Swap each "Target" in the lines below for "Object" and change nothing else. Leave the pictures out when you write the lines back.

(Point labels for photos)
┏━━

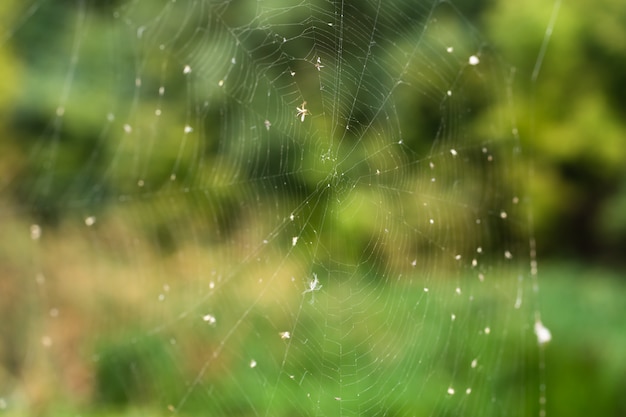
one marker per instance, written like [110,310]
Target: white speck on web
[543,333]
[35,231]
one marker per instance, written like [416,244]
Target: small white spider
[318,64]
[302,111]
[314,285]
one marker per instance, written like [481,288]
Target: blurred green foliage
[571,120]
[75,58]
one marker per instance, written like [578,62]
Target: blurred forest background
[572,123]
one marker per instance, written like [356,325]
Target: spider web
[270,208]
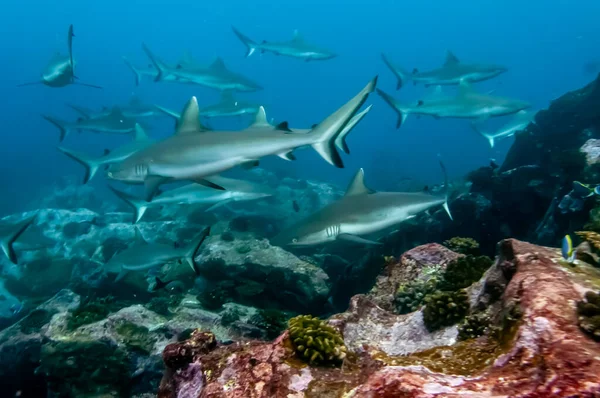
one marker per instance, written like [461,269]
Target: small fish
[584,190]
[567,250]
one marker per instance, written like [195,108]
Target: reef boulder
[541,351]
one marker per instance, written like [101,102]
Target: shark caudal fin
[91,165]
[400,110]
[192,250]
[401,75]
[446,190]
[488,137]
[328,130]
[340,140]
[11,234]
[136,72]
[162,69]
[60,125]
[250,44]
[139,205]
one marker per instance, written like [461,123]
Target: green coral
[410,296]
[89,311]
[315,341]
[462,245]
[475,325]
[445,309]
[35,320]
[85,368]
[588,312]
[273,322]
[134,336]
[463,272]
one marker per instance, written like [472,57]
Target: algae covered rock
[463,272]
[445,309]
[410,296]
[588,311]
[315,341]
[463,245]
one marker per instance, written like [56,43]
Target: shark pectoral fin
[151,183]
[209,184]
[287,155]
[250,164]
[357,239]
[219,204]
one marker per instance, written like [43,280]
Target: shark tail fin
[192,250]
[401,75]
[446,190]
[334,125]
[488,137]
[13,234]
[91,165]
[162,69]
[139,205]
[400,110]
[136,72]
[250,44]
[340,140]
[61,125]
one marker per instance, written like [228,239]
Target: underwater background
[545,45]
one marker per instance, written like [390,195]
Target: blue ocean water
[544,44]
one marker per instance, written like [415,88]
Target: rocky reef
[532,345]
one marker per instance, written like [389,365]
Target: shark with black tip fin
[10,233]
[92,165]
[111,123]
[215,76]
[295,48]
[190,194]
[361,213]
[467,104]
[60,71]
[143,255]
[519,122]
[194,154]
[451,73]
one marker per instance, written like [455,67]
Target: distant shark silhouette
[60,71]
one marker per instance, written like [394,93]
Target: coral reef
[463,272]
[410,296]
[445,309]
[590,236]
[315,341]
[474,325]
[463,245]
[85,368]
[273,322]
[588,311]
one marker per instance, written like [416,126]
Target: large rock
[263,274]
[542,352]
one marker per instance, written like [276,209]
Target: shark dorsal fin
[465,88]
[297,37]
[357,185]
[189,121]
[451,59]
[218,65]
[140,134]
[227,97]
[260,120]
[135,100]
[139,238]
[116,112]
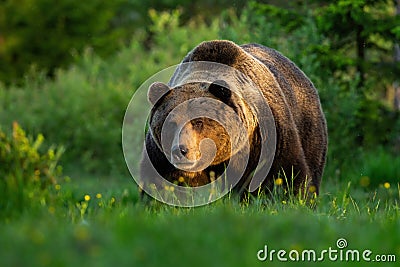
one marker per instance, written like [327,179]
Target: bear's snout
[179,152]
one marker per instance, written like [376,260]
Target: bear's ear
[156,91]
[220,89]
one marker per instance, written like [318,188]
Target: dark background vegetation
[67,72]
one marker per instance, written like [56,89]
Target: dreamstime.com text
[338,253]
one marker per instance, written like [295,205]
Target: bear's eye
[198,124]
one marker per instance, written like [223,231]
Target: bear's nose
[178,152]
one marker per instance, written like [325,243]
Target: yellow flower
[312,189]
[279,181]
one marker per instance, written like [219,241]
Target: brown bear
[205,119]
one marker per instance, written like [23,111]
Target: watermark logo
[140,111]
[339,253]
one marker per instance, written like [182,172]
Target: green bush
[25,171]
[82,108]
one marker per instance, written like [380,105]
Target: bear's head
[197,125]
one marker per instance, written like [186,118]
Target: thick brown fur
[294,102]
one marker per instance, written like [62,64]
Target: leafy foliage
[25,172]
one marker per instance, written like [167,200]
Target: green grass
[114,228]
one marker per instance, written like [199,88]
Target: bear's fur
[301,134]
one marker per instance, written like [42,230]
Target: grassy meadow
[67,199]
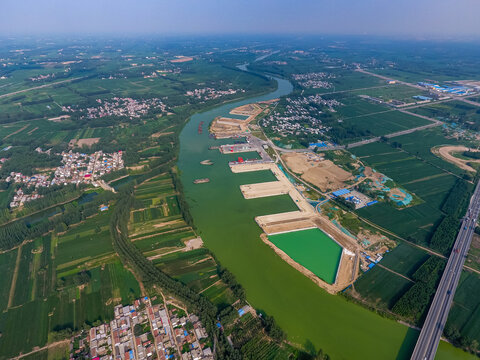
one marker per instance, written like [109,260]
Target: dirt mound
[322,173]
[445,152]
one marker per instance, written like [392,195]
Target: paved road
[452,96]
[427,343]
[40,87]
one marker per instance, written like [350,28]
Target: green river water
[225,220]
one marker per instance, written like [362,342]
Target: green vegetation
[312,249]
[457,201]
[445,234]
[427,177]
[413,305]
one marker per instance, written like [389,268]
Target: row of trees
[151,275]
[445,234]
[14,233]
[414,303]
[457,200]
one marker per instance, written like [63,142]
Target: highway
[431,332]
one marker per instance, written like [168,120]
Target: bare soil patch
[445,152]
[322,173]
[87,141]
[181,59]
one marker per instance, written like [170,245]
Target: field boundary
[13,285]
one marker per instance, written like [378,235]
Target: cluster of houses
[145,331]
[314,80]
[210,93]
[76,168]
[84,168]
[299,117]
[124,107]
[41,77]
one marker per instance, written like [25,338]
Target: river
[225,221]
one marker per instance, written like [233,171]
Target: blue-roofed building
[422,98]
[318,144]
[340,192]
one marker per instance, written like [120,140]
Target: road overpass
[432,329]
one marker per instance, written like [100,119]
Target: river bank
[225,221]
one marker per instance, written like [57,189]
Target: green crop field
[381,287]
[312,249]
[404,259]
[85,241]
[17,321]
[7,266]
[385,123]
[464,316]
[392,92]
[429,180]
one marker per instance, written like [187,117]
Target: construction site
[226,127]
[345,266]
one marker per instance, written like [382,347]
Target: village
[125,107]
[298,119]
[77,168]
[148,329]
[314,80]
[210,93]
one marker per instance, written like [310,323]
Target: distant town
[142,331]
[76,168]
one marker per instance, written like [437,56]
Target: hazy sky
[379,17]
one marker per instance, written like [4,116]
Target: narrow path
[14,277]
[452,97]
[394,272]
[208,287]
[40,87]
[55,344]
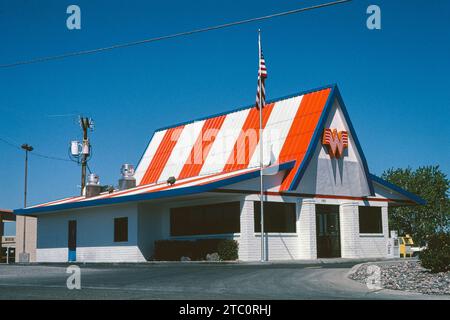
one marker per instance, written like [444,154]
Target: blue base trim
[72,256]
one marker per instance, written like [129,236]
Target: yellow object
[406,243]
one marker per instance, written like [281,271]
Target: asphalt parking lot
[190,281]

┗━━

▶ ANSWER:
one marker per instance, written like [110,310]
Object: white speck on web
[543,333]
[35,231]
one marker per instance, written like [416,244]
Object: small white spider
[318,64]
[302,111]
[314,285]
one marker per instance, written like [481,288]
Object: blurred green foliage
[571,120]
[75,58]
one marker per instance, written like [578,62]
Object: blurred forest background
[572,123]
one marker per instance, written like [356,325]
Object: spider web
[270,208]
one marker per instance, written like [461,269]
Object: small fish
[584,190]
[567,250]
one marker per instance, written like [195,108]
Object: reef boulder
[541,351]
one marker per instance, written like [101,102]
Object: shark caudal fin
[91,165]
[400,110]
[192,250]
[401,75]
[446,190]
[488,137]
[328,130]
[340,140]
[11,234]
[136,72]
[162,69]
[60,125]
[250,44]
[139,205]
one marker per instance, written like [461,123]
Object: green coral
[410,296]
[89,311]
[315,341]
[462,245]
[475,325]
[445,309]
[35,320]
[85,368]
[588,312]
[273,322]
[134,336]
[463,272]
one marker per instance, written like [472,57]
Object: algae covered rock
[463,272]
[445,309]
[410,296]
[588,311]
[315,341]
[463,245]
one marker per instance, written like [56,43]
Object: shark pectoral fin
[151,183]
[209,184]
[287,155]
[250,164]
[357,239]
[219,204]
one marker per instance, written like [43,280]
Object: shark tail fin
[192,250]
[401,75]
[446,190]
[334,125]
[488,137]
[13,234]
[91,165]
[162,69]
[139,205]
[400,110]
[136,72]
[250,44]
[340,140]
[61,125]
one marker per instance, written like [228,239]
Object: underwater background
[545,45]
one marker per instance, written like [390,195]
Object: blue ocean water
[544,44]
one marker per instance, written like [415,88]
Object: rocky reef
[532,345]
one marker per instance, written like [389,365]
Object: shark with black tip fin
[10,233]
[92,165]
[111,123]
[215,76]
[295,48]
[190,194]
[361,213]
[467,104]
[60,71]
[143,255]
[519,122]
[194,154]
[451,73]
one marker per instance, written like [455,67]
Object: distant shark silhouette
[60,71]
one marker per instance, written like [394,93]
Object: coral reef
[463,272]
[410,296]
[445,309]
[590,236]
[315,341]
[474,325]
[463,245]
[85,368]
[273,322]
[588,311]
one marker per instance, written like [416,126]
Object: large rock
[263,274]
[542,352]
one marker per instance, written like [276,209]
Object: shark dorsal fin
[465,88]
[297,37]
[357,185]
[189,121]
[451,59]
[218,65]
[140,134]
[227,97]
[260,120]
[135,100]
[139,238]
[116,112]
one marker per instance, written like [327,179]
Object: bear's snout
[179,152]
one marker per instance, written like [376,260]
Object: bear's ear
[156,91]
[220,89]
one marker per instance, written like [318,188]
Object: dark background vegetation
[67,72]
one marker per instance, written like [56,89]
Object: dreamstime.com text
[338,253]
one marker per instance, written like [295,205]
Object: bear's eye
[198,124]
one marker per instance, written like [223,231]
Object: bear's nose
[178,152]
one marker per instance, written like [325,243]
Object: yellow flower
[312,189]
[279,181]
one marker per instance, written like [219,241]
Object: brown bear
[205,119]
one marker per instance, written like [23,111]
Object: watermark logo
[140,111]
[339,253]
one marker per instance, written like [182,172]
Object: green bush
[25,171]
[82,108]
one marker per instance, written like [380,105]
Object: bear's head
[197,125]
one marker per instance, written like [186,118]
Object: thick brown fur
[294,102]
one marker per instance, written like [62,64]
Object: leafy foliage
[25,172]
one marker per instance, written like [167,200]
Object: green grass
[114,228]
one marker per instance, written like [199,88]
Object: bear's fur
[301,134]
one marker per instance, written like [42,230]
Object: grassy meadow
[67,199]
one marker per instance, written like [109,260]
Object: dirt mound
[322,173]
[445,152]
one marker per instance, written like [392,195]
Object: paved road
[452,96]
[427,343]
[40,87]
one marker per instance, written like [350,28]
Object: green river water
[225,220]
one marker per instance, written like [362,342]
Object: green vegetation
[312,249]
[457,201]
[445,234]
[427,177]
[413,305]
one marker per instance, written like [389,268]
Object: row of trees
[151,275]
[445,234]
[14,233]
[414,303]
[457,200]
one marker per instance, written like [63,142]
Object: highway
[431,332]
one marker per instance, written like [168,120]
Object: bare soil patch
[445,152]
[322,173]
[87,141]
[181,59]
one marker per instance, written like [170,245]
Object: field boundary
[13,285]
one marker per instance, written like [378,235]
Object: cluster of houses
[145,331]
[314,80]
[210,93]
[76,168]
[84,168]
[299,117]
[124,107]
[41,77]
one marker per instance, written like [25,338]
Object: river
[225,221]
one marker per instance, written like [233,171]
Object: blue-roofed building
[422,98]
[318,144]
[340,192]
one marker per instance, written like [120,140]
Object: road overpass
[432,329]
one marker per instance, written like [100,119]
Object: river bank
[225,221]
one marker per instance, written like [57,189]
Object: green crop field
[381,287]
[312,249]
[404,259]
[85,241]
[17,321]
[7,266]
[385,123]
[464,316]
[392,92]
[429,180]
one marker per instance, written like [187,117]
Object: construction site
[226,127]
[345,266]
one marker per instance, written like [382,347]
Object: village
[125,107]
[298,119]
[77,168]
[148,329]
[314,80]
[210,93]
one marker per instance, written like [310,323]
Object: distant town
[142,331]
[76,168]
one marker per instance, written like [437,56]
Object: hazy sky
[379,17]
one marker per instance, written like [4,116]
Object: narrow path
[14,277]
[452,97]
[394,272]
[208,287]
[40,87]
[55,344]
one marker per instance, written like [444,154]
Object: blue base trim
[72,256]
one marker per instance, written like [129,236]
Object: yellow object
[406,243]
one marker per instance, written like [281,271]
Object: asphalt parking lot
[190,281]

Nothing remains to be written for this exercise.